Region pointing data:
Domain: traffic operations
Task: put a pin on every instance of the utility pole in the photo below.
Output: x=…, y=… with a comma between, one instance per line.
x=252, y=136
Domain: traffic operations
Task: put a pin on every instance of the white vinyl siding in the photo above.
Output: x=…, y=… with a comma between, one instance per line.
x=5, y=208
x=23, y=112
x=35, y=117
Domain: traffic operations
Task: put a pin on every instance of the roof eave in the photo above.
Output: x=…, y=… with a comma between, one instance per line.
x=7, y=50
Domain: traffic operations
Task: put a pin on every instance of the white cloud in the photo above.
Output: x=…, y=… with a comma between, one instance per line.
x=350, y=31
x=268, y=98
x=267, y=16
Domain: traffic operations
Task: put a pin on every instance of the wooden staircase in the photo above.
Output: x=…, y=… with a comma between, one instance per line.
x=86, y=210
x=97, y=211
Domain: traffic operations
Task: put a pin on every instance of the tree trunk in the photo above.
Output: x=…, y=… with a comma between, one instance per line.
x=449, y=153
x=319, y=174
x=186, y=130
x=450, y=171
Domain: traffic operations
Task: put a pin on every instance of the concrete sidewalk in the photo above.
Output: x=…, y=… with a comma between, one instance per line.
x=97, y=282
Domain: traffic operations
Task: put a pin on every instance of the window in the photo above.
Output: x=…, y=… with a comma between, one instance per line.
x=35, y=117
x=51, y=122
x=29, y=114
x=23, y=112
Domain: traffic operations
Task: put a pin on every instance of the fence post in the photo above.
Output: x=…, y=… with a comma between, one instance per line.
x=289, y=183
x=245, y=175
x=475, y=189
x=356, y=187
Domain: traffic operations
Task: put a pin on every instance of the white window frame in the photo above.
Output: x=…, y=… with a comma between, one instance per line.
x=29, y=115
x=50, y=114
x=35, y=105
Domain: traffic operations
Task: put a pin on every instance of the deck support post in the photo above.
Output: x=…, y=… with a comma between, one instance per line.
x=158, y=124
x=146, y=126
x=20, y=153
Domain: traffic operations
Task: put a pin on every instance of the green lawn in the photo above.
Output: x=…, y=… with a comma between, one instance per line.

Problem:
Output the complete data exactly as written.

Answer box:
Domain: traffic operations
Task: put a pin on every instance of the utility pole in the photo below.
Output: x=…, y=… with a comma between, one instance per line.
x=252, y=136
Domain: traffic operations
Task: put a pin on every instance of the white vinyl siding in the photo above.
Output: x=…, y=… with a comma between, one instance per line.
x=5, y=208
x=23, y=112
x=35, y=117
Domain: traffic operations
Task: put a pin on every instance of the roof eave in the photo above.
Output: x=…, y=… with a comma between, one instance per line.
x=7, y=50
Domain: traffic operations
Task: put a pin on every instance of the white cloud in the photo above.
Output: x=…, y=… with a comma between, one instance per line.
x=350, y=31
x=268, y=98
x=267, y=16
Domain: traffic operations
Task: put a pin on every instance of the wooden staircase in the photo above.
Output: x=…, y=… with a comma between, one instance per line.
x=86, y=210
x=97, y=211
Domain: traffic operations
Task: put a pin on every instance of the tree trunk in the photo above.
Output: x=…, y=… with a comma between, one instance per line.
x=449, y=153
x=319, y=174
x=186, y=130
x=450, y=171
Domain: traffic operations
Task: put a pin on every instance of the concrete sidewalk in the photo above.
Output: x=…, y=… with a comma between, one instance per line.
x=97, y=282
Domain: traffic operations
Task: put a pin on every instance of the window in the photo above.
Output: x=…, y=… with a comma between, one instance per line.
x=35, y=117
x=51, y=122
x=29, y=114
x=23, y=112
Domain: traffic operations
Task: put a pin on every instance of the fence post in the photo above.
Output: x=…, y=… with a comma between, one instance per line.
x=289, y=183
x=245, y=175
x=475, y=189
x=356, y=187
Domain: traffic operations
Task: put a pin on every instance of the white window frame in the photo above.
Output: x=…, y=… with a comma between, one instance per line.
x=29, y=115
x=50, y=114
x=35, y=105
Domain: traffic operations
Task: put a pin on every instance of the deck support post in the photo above.
Output: x=…, y=… with a comma between, one instance per line.
x=158, y=124
x=146, y=126
x=20, y=153
Domain: traffic operations
Task: put a pin on every instance of the green lawn in the photo above.
Output: x=…, y=… with a comma between, one instance per line.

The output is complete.